> TASK OBJECTIVE
Convert every row below into a JSON list of strings, one string per line, leaving out any blank lines.
==================================================
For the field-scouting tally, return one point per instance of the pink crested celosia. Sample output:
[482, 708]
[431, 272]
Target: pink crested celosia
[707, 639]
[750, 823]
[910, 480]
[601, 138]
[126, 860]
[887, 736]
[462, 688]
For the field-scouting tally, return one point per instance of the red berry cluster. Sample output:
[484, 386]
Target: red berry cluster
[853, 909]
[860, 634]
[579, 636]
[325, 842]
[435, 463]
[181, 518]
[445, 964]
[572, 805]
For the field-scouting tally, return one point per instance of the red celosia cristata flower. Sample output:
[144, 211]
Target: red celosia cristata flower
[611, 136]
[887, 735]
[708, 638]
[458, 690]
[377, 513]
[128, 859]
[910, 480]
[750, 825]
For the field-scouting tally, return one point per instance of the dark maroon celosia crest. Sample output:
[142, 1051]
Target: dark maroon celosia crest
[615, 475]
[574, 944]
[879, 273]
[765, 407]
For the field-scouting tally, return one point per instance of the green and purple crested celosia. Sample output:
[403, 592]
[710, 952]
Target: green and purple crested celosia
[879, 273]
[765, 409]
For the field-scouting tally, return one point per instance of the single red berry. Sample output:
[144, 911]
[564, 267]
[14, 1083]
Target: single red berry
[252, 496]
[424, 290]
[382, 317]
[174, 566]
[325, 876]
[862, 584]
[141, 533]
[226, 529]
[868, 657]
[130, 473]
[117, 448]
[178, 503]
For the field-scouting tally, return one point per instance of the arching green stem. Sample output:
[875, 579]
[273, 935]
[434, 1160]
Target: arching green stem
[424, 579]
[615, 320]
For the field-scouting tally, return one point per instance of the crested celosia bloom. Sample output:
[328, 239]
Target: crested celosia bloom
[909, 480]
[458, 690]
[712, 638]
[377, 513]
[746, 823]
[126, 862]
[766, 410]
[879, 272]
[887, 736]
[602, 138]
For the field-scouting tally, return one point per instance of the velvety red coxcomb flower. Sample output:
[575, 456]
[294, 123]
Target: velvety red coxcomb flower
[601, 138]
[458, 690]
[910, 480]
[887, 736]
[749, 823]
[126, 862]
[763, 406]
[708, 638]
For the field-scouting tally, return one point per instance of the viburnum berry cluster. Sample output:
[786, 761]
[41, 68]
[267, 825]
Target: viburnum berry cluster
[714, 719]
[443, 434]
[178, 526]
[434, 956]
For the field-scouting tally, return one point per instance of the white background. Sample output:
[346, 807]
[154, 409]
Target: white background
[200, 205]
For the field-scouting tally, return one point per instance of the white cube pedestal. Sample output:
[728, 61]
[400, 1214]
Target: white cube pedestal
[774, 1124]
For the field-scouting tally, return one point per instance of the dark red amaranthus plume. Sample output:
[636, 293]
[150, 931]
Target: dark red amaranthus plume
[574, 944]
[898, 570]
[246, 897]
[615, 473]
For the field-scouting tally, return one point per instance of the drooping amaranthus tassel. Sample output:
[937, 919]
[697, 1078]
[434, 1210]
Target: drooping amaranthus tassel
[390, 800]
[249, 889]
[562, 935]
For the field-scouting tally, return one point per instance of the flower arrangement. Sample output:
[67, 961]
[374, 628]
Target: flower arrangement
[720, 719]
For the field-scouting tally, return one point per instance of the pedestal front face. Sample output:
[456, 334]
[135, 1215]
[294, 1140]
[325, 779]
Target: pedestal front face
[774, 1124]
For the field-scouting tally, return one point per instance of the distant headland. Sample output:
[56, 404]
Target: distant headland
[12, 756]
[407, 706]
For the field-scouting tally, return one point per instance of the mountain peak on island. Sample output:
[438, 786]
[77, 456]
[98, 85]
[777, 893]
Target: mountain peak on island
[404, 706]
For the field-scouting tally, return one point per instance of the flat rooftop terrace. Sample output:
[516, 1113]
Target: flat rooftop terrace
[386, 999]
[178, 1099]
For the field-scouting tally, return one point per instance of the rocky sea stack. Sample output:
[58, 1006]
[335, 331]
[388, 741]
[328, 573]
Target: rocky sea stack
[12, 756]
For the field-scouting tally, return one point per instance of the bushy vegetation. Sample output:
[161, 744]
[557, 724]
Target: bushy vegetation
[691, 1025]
==================================================
> COMPLETE OUTPUT
[
  "For the field-scouting tally, return one point per instance of the pink crested celosia. Sample output:",
  "[482, 708]",
  "[431, 272]",
  "Target: pink crested celosia",
  "[707, 639]",
  "[750, 823]",
  "[910, 480]",
  "[601, 138]",
  "[126, 860]",
  "[887, 736]",
  "[462, 688]",
  "For the field-scouting tally, return one point per instance of the red berry cluster. Sample output:",
  "[484, 386]",
  "Target: red berry cluster",
  "[853, 909]",
  "[860, 634]",
  "[579, 636]",
  "[325, 842]",
  "[435, 463]",
  "[181, 518]",
  "[445, 964]",
  "[572, 805]",
  "For the field-scouting tally, return one point per instance of the red celosia cristata flower. Sample output:",
  "[144, 211]",
  "Target: red celosia cristata flower",
  "[611, 136]",
  "[887, 735]",
  "[708, 638]",
  "[458, 690]",
  "[377, 513]",
  "[128, 859]",
  "[910, 480]",
  "[750, 825]",
  "For the field-scouting tally, return one point per instance of the dark maroon celosia crest. Sample output:",
  "[142, 1051]",
  "Target: dark maroon celosia crest",
  "[615, 475]",
  "[574, 944]",
  "[879, 273]",
  "[765, 407]",
  "For the field-scouting tally, return one point per instance of the green and purple crested celosia. Sample output:",
  "[403, 592]",
  "[710, 952]",
  "Target: green and purple crested celosia",
  "[879, 273]",
  "[765, 409]",
  "For the field-scouting tally, return one point per instance of the single red berry. Sample output:",
  "[144, 911]",
  "[564, 267]",
  "[14, 1083]",
  "Target: single red berry",
  "[252, 496]",
  "[424, 290]",
  "[382, 317]",
  "[174, 566]",
  "[325, 876]",
  "[862, 584]",
  "[141, 533]",
  "[226, 529]",
  "[868, 657]",
  "[130, 473]",
  "[117, 448]",
  "[178, 503]",
  "For the field-scouting tally, return one point per instance of the arching green stem. Sample output:",
  "[875, 579]",
  "[273, 935]",
  "[434, 1160]",
  "Target: arching green stem",
  "[424, 579]",
  "[615, 320]",
  "For the field-scouting tally, return one point per instance of the crested celosia bloom. Sample output:",
  "[328, 239]",
  "Target: crested celosia bloom",
  "[909, 480]",
  "[458, 690]",
  "[712, 638]",
  "[377, 513]",
  "[746, 823]",
  "[126, 862]",
  "[766, 410]",
  "[879, 272]",
  "[887, 736]",
  "[602, 138]",
  "For the field-scouting tally, return one point per instance of the velvety red coxcomb flower. Sample output:",
  "[575, 456]",
  "[294, 123]",
  "Target: velvety red coxcomb flower",
  "[601, 138]",
  "[458, 690]",
  "[910, 480]",
  "[887, 736]",
  "[749, 823]",
  "[126, 862]",
  "[763, 406]",
  "[708, 638]",
  "For the field-scouting tally, return one point per instance of the viburnum berry cluster. Sample output:",
  "[786, 761]",
  "[41, 68]",
  "[267, 825]",
  "Target: viburnum berry cluster",
  "[714, 719]",
  "[443, 434]",
  "[178, 526]",
  "[434, 956]",
  "For the field-scouting tally, return one point per instance of the white background. Sample output:",
  "[346, 807]",
  "[154, 409]",
  "Target: white background",
  "[200, 205]",
  "For the field-scouting tally, return one point per instance of the white cube pedestal. Sample output:",
  "[728, 61]",
  "[400, 1214]",
  "Target: white cube pedestal",
  "[774, 1124]",
  "For the field-scouting tally, return one point per instance of the dark red amaranthus plume. Sample output:",
  "[636, 293]",
  "[150, 931]",
  "Target: dark red amaranthus plume",
  "[574, 944]",
  "[898, 570]",
  "[246, 897]",
  "[615, 473]",
  "For the field-scouting tally, return one point per instance of the drooping amaranthus tassel. Sample output:",
  "[937, 919]",
  "[697, 1078]",
  "[434, 1210]",
  "Target: drooping amaranthus tassel",
  "[390, 800]",
  "[249, 889]",
  "[562, 935]",
  "For the field-scouting tally, return one point per instance of the flower arrangement. Sample output:",
  "[67, 961]",
  "[374, 628]",
  "Target: flower arrangement",
  "[720, 719]",
  "For the field-scouting tally, return one point per instance of the pedestal front face. Sample output:",
  "[456, 334]",
  "[135, 1215]",
  "[294, 1140]",
  "[325, 779]",
  "Target: pedestal front face",
  "[774, 1124]",
  "For the field-scouting tally, return one point per instance of the distant headland. Sample output:",
  "[56, 404]",
  "Target: distant headland",
  "[12, 756]",
  "[407, 706]",
  "For the field-scouting tally, return one point per instance of the mountain peak on island. Sample output:",
  "[438, 786]",
  "[77, 456]",
  "[98, 85]",
  "[777, 893]",
  "Target: mountain peak on island",
  "[404, 706]",
  "For the field-scouting tally, return one point per instance of the flat rooftop terrace. Sample output:",
  "[516, 1113]",
  "Target: flat rooftop terrace",
  "[386, 999]",
  "[178, 1099]",
  "For the field-scouting tally, return one point per instance of the rocky sea stack. Sample output:",
  "[58, 1006]",
  "[335, 331]",
  "[388, 741]",
  "[328, 573]",
  "Target: rocky sea stack",
  "[12, 756]",
  "For the field-scouting tally, return one point per instance of the bushy vegetation. Sample output:",
  "[161, 744]",
  "[557, 724]",
  "Target: bushy vegetation",
  "[691, 1025]"
]